*Trecho*
· · · · ·

Há um sentido ontológico com o qual o trato circula entre nós, aí onde nos perguntamos “de que se trata?” ou respondemos essa pergunta apelando à frase “trata-se disto ou daquilo”.

Mas aqui não apenas se diz que o trato é um modo de ser; no avesso desta formulação, se diz que o ser é um modo de tratar. Essa é a réplica radical do tratar.

É o ser que é uma tentativa de ser, uma forma de tratar.

Não há aqui mais um entrecruzamento com outra constelação waiwai? Penso na figura dos yesamarî, que talvez seja a resposta waiwai à pergunta de quê se trata. Do que se trata é sempre de um yesamarî, de um rodeio. De uma busca sem fim, de um olhar desfocado, de intercalar sempre mais uma história.

 

O contrato das partes

O ter a ver é o contrato das partes, que nasce da inquietude delas aí onde as partes podem mais que o todo. As partes vivem na impropriedade, na medida em que a emergência de uma parte é, para qualquer outra, um sinal de sua limitação. No entanto, esse desassossego não é outra coisa que a primeira condição do contrato.

Um belo título de Blumenberg nos diz que “a inquietude atravessa o rio”- Die Sorge geht über den Fluss –, o rio que separa as partes. O “sol encerrado” – le soleil enfermé –,  de Raymond Roussell, que se levanta entre a transparência e a opacidade, é sua resposta à incomensurabilidade das palavras e das coisas. Os yesamarî waiwai, por sua vez, discorrem entre o olhar enviesado e os não-vistos, como uma invenção eminente de sua arte de criar uma certeza a partir de duas ou mais incertezas.

Há um abismo de parte a parte, entre uns e outros, entre a realidade e a ficção, entre as palavras e as coisas, entre o ter e o ver. Enquanto fórmula do tratar, o ter a ver flutua sobre o duplo abismo do ter e do ver. Mas ela mesma, como o mostra Gorky, abre um novo abismo diante do qual é preciso deter-se.

· · · · ·

*Registros listados*

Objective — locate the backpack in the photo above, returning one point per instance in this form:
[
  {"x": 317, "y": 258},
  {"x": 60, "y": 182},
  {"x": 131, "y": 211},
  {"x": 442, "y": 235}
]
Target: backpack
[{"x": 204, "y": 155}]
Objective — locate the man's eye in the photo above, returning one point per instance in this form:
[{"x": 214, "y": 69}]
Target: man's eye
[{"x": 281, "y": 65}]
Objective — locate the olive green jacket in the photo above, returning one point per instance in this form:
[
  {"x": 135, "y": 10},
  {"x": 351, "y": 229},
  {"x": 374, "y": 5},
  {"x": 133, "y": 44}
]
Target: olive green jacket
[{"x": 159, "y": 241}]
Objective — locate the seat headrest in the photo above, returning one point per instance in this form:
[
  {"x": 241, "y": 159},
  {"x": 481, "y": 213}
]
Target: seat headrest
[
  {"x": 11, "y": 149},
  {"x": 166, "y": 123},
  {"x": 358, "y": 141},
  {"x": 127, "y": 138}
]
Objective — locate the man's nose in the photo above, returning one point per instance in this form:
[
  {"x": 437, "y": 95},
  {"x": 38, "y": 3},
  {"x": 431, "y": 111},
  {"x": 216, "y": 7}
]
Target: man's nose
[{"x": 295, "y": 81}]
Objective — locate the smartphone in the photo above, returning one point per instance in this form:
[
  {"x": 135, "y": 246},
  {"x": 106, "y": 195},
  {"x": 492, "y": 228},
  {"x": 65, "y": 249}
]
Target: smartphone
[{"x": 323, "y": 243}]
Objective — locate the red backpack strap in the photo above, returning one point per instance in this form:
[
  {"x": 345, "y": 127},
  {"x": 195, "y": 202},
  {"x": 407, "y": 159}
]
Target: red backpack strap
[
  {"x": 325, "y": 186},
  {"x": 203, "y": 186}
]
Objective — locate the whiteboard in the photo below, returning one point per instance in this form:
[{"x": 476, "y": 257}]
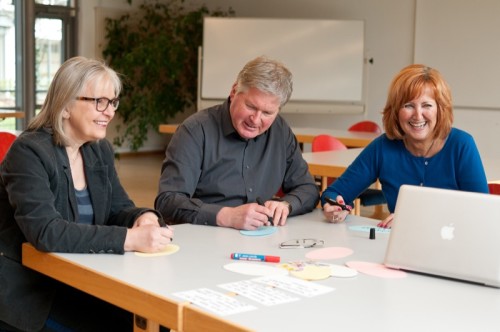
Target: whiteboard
[
  {"x": 325, "y": 56},
  {"x": 461, "y": 39}
]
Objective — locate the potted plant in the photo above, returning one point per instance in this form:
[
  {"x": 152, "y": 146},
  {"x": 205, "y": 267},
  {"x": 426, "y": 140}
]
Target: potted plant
[{"x": 155, "y": 48}]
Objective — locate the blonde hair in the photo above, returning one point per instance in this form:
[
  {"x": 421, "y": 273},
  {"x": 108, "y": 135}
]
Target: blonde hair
[
  {"x": 409, "y": 84},
  {"x": 70, "y": 80}
]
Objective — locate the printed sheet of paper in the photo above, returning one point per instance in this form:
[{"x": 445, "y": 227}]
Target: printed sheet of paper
[
  {"x": 295, "y": 285},
  {"x": 265, "y": 295},
  {"x": 219, "y": 303}
]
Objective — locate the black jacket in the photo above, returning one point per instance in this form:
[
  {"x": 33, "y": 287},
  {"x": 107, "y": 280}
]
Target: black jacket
[{"x": 38, "y": 205}]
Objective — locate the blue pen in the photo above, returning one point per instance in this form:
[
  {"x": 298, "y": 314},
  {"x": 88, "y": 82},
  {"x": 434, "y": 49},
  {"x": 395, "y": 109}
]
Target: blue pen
[
  {"x": 334, "y": 202},
  {"x": 260, "y": 202},
  {"x": 252, "y": 257}
]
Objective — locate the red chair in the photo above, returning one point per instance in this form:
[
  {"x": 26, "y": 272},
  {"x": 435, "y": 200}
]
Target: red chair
[
  {"x": 6, "y": 140},
  {"x": 371, "y": 196},
  {"x": 368, "y": 126},
  {"x": 326, "y": 143},
  {"x": 494, "y": 188}
]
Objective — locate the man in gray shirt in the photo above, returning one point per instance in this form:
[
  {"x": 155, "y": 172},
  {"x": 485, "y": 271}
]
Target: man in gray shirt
[{"x": 224, "y": 160}]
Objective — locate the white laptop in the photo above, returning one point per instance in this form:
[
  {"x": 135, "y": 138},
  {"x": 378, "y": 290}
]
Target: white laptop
[{"x": 448, "y": 233}]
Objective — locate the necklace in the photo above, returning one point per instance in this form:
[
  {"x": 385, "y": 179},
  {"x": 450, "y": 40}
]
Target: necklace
[
  {"x": 426, "y": 154},
  {"x": 73, "y": 159},
  {"x": 429, "y": 149}
]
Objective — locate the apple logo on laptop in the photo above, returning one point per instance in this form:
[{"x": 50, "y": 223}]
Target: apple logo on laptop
[{"x": 447, "y": 232}]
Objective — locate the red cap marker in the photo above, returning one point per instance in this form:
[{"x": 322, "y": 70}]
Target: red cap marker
[{"x": 258, "y": 258}]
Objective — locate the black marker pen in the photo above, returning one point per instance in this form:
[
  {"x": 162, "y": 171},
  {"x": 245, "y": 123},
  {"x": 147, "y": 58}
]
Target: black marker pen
[{"x": 260, "y": 202}]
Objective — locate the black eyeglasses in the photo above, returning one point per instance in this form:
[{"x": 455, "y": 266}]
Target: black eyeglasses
[{"x": 102, "y": 103}]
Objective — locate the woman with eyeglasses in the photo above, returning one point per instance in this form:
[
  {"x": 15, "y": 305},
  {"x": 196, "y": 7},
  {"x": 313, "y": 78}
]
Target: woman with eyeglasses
[{"x": 60, "y": 192}]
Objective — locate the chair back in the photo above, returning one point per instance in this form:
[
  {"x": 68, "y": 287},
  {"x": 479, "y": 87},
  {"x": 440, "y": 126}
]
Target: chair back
[
  {"x": 326, "y": 143},
  {"x": 6, "y": 140},
  {"x": 494, "y": 188},
  {"x": 367, "y": 126}
]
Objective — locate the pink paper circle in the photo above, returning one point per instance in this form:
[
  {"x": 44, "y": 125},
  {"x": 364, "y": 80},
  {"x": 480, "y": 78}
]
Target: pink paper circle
[
  {"x": 329, "y": 253},
  {"x": 376, "y": 270}
]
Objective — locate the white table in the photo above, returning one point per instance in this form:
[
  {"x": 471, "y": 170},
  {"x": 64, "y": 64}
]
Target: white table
[{"x": 414, "y": 303}]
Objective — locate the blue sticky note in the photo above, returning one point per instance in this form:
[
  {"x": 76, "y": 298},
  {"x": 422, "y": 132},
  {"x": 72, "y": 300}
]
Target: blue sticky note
[
  {"x": 364, "y": 228},
  {"x": 261, "y": 231}
]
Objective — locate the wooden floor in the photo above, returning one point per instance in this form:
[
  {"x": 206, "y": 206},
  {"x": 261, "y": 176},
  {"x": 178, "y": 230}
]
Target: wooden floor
[{"x": 140, "y": 174}]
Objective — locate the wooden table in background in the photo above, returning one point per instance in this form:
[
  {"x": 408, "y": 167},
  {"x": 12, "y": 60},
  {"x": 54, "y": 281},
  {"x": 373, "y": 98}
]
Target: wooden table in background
[{"x": 148, "y": 286}]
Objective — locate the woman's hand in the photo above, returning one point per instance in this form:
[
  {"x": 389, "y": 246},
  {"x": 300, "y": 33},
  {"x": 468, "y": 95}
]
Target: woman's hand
[{"x": 147, "y": 235}]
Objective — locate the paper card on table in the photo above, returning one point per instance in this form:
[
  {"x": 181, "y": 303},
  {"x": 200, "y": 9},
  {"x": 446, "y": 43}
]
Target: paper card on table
[
  {"x": 295, "y": 285},
  {"x": 366, "y": 228},
  {"x": 168, "y": 250},
  {"x": 255, "y": 269},
  {"x": 261, "y": 293},
  {"x": 261, "y": 231},
  {"x": 216, "y": 302}
]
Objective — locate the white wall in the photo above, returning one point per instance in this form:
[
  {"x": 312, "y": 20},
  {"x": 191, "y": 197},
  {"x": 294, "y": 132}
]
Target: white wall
[{"x": 389, "y": 40}]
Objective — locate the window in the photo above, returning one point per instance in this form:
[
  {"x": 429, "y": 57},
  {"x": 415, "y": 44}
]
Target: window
[{"x": 24, "y": 84}]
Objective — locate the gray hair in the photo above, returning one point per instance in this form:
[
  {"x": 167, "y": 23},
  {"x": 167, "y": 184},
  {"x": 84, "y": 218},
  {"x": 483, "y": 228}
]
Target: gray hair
[
  {"x": 266, "y": 75},
  {"x": 70, "y": 80}
]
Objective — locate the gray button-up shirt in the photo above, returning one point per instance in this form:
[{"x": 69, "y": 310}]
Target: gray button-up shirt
[{"x": 209, "y": 166}]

· · · · ·

*Enunciado da tarefa*
Na frase do trecho que começa com "Há um abismo de parte a parte", indique todos os pares entre os quais se diz haver um abismo.

*Resposta*
- Entre uns e outros
- Entre a realidade e a ficção
- Entre as palavras e as coisas
- Entre o ter e o ver